*** Opening of Material provided ***

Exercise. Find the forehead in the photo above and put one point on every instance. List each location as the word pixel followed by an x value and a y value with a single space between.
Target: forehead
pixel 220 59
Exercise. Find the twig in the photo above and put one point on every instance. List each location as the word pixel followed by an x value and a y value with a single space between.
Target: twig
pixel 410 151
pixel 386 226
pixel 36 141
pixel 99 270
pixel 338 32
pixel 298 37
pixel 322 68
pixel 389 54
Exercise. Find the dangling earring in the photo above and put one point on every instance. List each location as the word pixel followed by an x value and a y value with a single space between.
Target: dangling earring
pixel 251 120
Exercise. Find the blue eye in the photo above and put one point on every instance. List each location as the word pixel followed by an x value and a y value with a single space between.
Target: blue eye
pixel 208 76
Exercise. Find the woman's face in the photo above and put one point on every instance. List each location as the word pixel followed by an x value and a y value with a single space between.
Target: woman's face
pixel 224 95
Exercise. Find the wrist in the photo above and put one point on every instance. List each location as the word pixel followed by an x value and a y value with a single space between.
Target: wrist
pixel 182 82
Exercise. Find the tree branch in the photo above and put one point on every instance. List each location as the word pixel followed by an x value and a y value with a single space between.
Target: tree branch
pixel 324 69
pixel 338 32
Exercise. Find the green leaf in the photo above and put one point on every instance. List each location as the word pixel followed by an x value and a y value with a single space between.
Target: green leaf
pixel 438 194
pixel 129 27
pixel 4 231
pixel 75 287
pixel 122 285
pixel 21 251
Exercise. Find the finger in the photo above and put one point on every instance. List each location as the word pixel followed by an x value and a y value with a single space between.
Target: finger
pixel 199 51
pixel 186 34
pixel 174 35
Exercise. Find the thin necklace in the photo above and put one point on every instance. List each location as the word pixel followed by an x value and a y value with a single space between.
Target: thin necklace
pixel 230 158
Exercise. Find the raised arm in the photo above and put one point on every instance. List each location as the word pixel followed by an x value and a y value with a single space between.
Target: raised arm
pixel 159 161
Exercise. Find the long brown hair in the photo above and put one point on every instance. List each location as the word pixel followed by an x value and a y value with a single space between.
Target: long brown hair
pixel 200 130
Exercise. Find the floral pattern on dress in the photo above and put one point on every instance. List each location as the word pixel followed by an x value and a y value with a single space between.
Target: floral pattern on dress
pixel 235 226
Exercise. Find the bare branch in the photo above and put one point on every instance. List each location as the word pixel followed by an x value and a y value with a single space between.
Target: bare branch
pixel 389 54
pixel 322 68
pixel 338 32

*** Close of Material provided ***
*** Opening of Material provided ***

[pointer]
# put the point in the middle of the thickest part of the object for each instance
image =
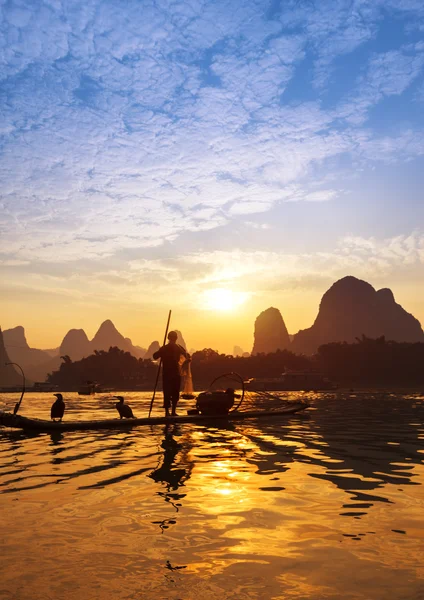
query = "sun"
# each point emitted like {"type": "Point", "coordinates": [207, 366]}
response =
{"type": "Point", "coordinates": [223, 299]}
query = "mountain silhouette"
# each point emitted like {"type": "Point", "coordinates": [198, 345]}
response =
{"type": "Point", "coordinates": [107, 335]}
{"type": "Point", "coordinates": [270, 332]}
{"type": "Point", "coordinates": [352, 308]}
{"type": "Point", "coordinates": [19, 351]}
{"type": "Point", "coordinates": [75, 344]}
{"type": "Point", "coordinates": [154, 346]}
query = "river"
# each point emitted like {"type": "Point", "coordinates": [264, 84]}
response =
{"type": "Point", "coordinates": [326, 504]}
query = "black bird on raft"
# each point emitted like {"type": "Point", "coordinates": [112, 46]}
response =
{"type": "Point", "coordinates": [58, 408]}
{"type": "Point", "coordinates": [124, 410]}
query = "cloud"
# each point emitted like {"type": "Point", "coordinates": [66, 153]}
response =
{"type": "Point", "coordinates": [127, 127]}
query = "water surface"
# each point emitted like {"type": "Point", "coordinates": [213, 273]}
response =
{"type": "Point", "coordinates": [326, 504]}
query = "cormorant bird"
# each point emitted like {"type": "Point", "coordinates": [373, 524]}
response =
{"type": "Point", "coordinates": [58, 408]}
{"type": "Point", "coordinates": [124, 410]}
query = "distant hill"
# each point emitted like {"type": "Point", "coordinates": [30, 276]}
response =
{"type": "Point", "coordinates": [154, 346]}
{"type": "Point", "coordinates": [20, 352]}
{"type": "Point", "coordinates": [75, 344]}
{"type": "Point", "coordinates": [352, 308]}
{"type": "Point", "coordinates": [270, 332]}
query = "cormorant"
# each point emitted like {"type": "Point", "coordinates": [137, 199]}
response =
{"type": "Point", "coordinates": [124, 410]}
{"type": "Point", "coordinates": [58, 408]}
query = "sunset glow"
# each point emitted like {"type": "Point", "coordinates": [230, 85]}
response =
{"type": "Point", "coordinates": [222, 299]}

*** Close of Material provided ***
*** Opening of Material provided ***

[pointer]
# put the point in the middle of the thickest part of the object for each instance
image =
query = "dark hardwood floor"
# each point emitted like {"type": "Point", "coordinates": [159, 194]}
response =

*** Close of Material provided ***

Aim of the task = What lines in the material above contain the word "query"? Copy them out.

Response =
query = "sun"
query = "mountain silhouette"
query = "river"
query = "black bird on raft"
query = "cloud"
query = "water surface"
query = "cormorant bird"
query = "distant hill"
query = "cormorant"
query = "sunset glow"
query = "dark hardwood floor"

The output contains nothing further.